* **WORK INSTRUCTIONS**:
Using the post below on disability rights, explain why the writer concludes that the cognitive work of attention is hardly plumbed by the standards of able-bodied shared attention. Answer in one to three sentences.

* **PAGE EXTRACT**:
-- start --
Hello All,
The following article follows some of the arguments made here on Pen-L about
Singer and the ethics of killing disabled babies.  I'll let the activist
speak for herself.  She admits to being caught out to racist views at one
point in her article, so let's not pretend that being disabled is free from
prejudice, nor forgive prejudice when it appears.

I want to put forward a brief comment about disability rights though.  The
most difficult area for disability rights has been and will continue for
some time to be cognitive disabilities.  Learning disabilities like
attention deficit disorder are making some headway in the public access, but
severe developmental disabilities remain the area where people like Singer
can argue about the ethics of killing disabled people.  Singer means society
has a right to execute the disabled in various free floating categories as
infants, teenagers, and adults.  See the magazine article below.

The critical juncture is human attention related to developmental
disabilities that at this moment the disability rights movement struggles
with.  In psychology the research in how human beings acquire language is
called 'joint attention'.  Meaning that most people share their attention
with each other in particular ways through language.  Many people with
cognitive disabilities have difficulties with sharing attention.  For
example autistics are famous for their inability to theorize what another
mind is.  Yet autistics have phenomenal ability to focus their attention if
not share that attention.  Which implies that the work done with attention
is much more than what we get out of able bodied shared attention.  That the
cognitive work of attention is hardly plumbed by the standards of able
bodied shared attention.

So building a society that is more inclusive for disabled people requires
considerable development of how attention structure is shareable between
people and the sort of cognitive work that might be related to a new system
of attention structure work in language like sharing.  For some people we
must build an attention structure into the established communication
structure that accommodates to their attentional needs.  The basic concept
is find attention structure in a cognitive disability and attach a
communications channel to that attention structure so that the cognitively
disabled person can 'share' attention with the society we are building.
-- end --
* **DATASET EXTRACT**:
-- start --
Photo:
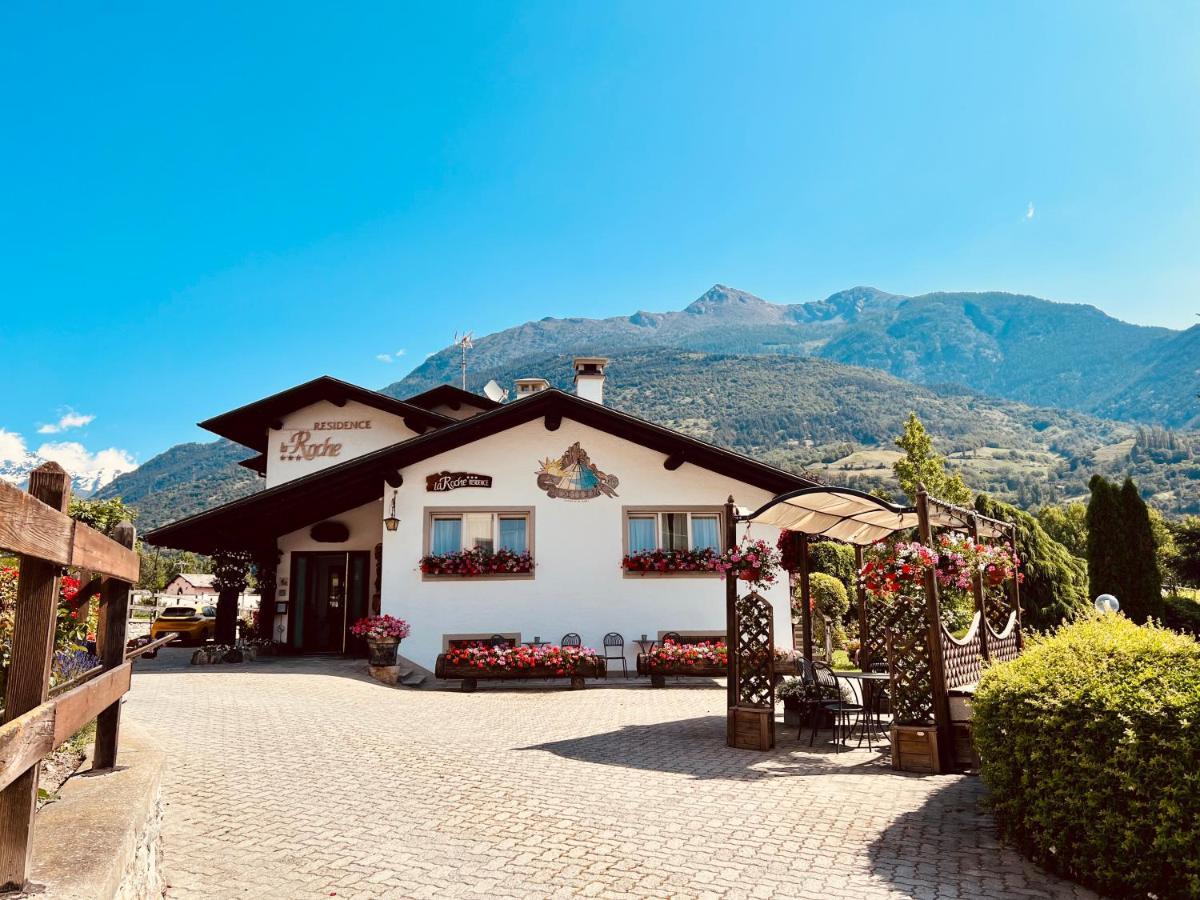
-- end --
* **RESPONSE FOR THIS EXERCISE**:
The writer points to autistics, who are famous for their inability to theorize what another mind is and so have difficulty sharing attention, yet have a phenomenal ability to focus their attention. This implies that the work done with attention is much more than what able-bodied shared attention reveals.